━━━━━ TEXTE FOURNI

C’est une annonce qui n’est pas passée inaperçue. Lors de la COP28, 22 pays emmenés par la France et les Etats-Unis ont annoncé leur intention de tripler leur production d’électricité d’origine nucléaire d’ici 2050. Sans surprise, cette annonce a suscité l’ire des opposants au nucléaire, mais elle n’a rien d’anodin et pose de sérieuses questions sur son réalisme.

La première d’entre elles concerne la faisabilité d’un tel développement massif. La construction de réacteurs nucléaires est un processus complexe. Il nécessite des compétences et des savoir-faire relativement rares. Multiplier la taille du vivier de techniciens, d’ingénieurs et de scientifiques indispensable à une multiplication par trois des capacités installées et donc à la construction de centaines de réacteurs est un défi considérable. Cela est vrai dans les pays historiques de l’énergie nucléaire, comme la France et les Etats-Unis, et plus encore pour les pays ne faisant pas encore partie du cercle restreint des nations atomiques comme la Pologne, le Ghana ou le Maroc. Pour eux, tout est à construire. Une telle diffusion des compétences ne peut se faire que par l’intensification des échanges internationaux autour de l’atome.

━━━━━━━━━━

▶ **EXERCICES À RÉALISER**
**A)** Répondez brièvement aux questions suivantes d'après le texte fourni.
(i) Combien de pays ont annoncé, lors de la COP28, leur intention de tripler leur production d'électricité d'origine nucléaire ?
(ii) À quelle échéance ce triplement est-il envisagé ?
(iii) Quels pays sont cités comme ne faisant pas encore partie du cercle restreint des nations atomiques ?
**B)** Indiquez si chacune des affirmations suivantes concorde avec le texte fourni, et justifiez chaque réponse par une citation exacte de celui-ci.
(i) L'annonce a été portée par des pays emmenés par la France et l'Allemagne.
(ii) La construction de réacteurs nucléaires requiert des compétences relativement rares.
(iii) La diffusion des compétences peut se faire sans échanges internationaux.

━━━━━ EXTRAIT DE DONNÉES

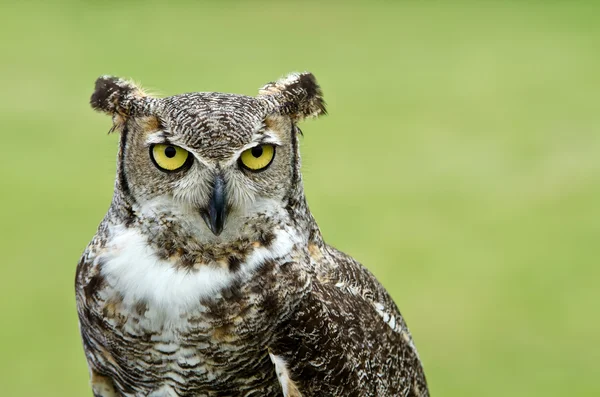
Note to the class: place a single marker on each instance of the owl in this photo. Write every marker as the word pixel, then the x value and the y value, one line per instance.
pixel 209 276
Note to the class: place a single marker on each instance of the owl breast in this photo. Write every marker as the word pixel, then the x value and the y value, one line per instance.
pixel 155 328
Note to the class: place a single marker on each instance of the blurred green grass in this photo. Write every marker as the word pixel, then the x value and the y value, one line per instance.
pixel 460 162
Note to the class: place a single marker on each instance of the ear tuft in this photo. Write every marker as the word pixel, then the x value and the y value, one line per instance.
pixel 297 95
pixel 114 95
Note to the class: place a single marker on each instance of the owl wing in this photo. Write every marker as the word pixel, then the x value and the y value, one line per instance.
pixel 347 338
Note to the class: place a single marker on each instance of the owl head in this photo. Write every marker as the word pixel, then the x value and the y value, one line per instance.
pixel 222 158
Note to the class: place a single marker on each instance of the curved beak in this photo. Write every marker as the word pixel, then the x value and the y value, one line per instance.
pixel 214 215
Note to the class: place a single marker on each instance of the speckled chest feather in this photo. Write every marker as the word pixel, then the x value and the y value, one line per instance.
pixel 211 277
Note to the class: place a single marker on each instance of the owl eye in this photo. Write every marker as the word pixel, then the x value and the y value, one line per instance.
pixel 169 157
pixel 257 158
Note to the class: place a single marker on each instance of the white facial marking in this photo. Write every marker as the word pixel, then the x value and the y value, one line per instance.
pixel 134 270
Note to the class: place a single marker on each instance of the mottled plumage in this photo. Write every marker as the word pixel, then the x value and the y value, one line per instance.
pixel 213 279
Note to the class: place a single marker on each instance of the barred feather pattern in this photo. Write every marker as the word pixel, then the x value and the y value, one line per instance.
pixel 267 308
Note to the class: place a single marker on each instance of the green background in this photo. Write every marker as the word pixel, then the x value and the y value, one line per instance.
pixel 460 161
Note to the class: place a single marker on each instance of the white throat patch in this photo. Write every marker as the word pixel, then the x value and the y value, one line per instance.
pixel 134 270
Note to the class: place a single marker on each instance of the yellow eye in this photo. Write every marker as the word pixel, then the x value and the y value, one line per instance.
pixel 257 158
pixel 169 157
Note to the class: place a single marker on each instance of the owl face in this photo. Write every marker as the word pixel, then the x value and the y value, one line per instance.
pixel 212 161
pixel 226 179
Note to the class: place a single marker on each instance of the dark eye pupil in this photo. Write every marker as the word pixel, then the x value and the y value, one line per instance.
pixel 170 152
pixel 257 151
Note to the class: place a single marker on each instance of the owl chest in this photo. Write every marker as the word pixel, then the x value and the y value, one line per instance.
pixel 220 345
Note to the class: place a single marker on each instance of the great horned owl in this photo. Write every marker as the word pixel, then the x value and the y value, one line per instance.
pixel 209 276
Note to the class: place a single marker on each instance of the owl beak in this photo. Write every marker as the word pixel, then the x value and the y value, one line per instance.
pixel 215 214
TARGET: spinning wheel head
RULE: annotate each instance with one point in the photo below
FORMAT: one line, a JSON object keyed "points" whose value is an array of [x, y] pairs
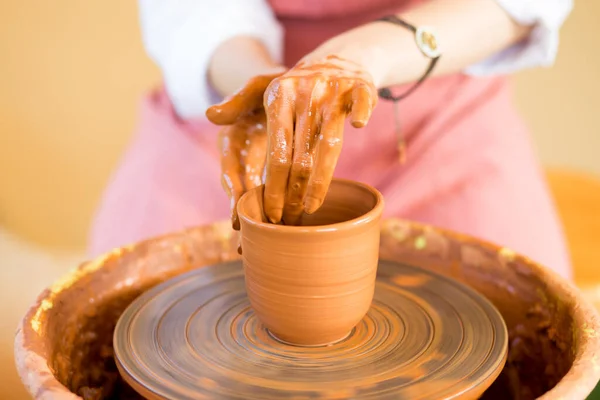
{"points": [[424, 337]]}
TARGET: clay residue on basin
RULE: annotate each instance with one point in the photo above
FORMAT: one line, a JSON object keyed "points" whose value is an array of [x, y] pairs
{"points": [[553, 339]]}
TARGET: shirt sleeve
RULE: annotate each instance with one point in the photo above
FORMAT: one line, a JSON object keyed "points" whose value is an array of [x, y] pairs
{"points": [[181, 36], [539, 48]]}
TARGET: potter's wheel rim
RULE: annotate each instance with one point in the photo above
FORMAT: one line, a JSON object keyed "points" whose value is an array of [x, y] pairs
{"points": [[136, 375]]}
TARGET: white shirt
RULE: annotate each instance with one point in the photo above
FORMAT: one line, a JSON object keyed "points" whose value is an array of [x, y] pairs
{"points": [[170, 31]]}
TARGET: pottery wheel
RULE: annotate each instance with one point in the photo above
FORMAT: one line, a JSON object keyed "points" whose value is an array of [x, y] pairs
{"points": [[425, 337]]}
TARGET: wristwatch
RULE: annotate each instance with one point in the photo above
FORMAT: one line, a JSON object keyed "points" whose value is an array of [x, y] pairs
{"points": [[427, 43]]}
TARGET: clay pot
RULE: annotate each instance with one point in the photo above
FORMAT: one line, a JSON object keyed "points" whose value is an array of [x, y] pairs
{"points": [[63, 346], [311, 284]]}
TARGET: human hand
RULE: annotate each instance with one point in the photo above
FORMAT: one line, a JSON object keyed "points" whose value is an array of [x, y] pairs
{"points": [[306, 108], [243, 140]]}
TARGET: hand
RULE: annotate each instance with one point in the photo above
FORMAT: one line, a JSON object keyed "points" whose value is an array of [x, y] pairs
{"points": [[243, 140], [306, 108]]}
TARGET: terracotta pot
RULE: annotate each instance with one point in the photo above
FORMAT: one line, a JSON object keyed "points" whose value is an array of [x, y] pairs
{"points": [[311, 284], [63, 346]]}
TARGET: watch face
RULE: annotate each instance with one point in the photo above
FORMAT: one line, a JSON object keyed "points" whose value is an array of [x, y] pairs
{"points": [[427, 42]]}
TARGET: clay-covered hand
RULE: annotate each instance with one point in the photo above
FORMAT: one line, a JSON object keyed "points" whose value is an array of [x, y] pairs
{"points": [[243, 140], [306, 109]]}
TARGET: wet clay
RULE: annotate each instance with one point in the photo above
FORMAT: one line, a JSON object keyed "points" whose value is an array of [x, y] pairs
{"points": [[304, 110], [243, 140], [553, 330], [311, 284], [425, 337]]}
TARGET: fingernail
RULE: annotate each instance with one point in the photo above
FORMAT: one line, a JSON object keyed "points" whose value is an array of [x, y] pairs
{"points": [[274, 215], [358, 123], [311, 205]]}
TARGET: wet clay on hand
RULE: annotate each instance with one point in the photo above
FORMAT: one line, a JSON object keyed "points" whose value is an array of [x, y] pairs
{"points": [[306, 109], [243, 140]]}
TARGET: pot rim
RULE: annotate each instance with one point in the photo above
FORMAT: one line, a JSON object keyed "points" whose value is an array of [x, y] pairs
{"points": [[369, 216], [30, 350]]}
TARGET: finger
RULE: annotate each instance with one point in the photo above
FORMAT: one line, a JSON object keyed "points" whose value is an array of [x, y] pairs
{"points": [[279, 103], [256, 148], [362, 106], [328, 149], [302, 166], [231, 170], [246, 100]]}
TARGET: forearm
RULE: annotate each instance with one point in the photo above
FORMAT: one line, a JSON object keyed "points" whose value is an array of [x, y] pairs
{"points": [[468, 31], [238, 60]]}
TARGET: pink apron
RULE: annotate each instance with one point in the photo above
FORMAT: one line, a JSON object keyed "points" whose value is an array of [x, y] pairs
{"points": [[470, 165]]}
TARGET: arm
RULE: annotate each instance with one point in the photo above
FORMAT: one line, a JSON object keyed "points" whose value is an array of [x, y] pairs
{"points": [[469, 32]]}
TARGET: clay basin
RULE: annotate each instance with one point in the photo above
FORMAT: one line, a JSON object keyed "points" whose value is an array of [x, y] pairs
{"points": [[63, 347]]}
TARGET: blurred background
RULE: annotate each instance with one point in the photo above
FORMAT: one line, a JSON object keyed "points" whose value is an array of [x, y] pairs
{"points": [[72, 72]]}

━━━━━━━━━━

▶ **RÉPONSES RÉDIGÉES**
**A)**
(i) 22 pays.
(ii) D'ici 2050.
(iii) La Pologne, le Ghana et le Maroc.

**B)**
(i) Non : « 22 pays emmenés par la France et les Etats-Unis ».
(ii) Oui : « Il nécessite des compétences et des savoir-faire relativement rares. »
(iii) Non : « Une telle diffusion des compétences ne peut se faire que par l’intensification des échanges internationaux autour de l’atome. »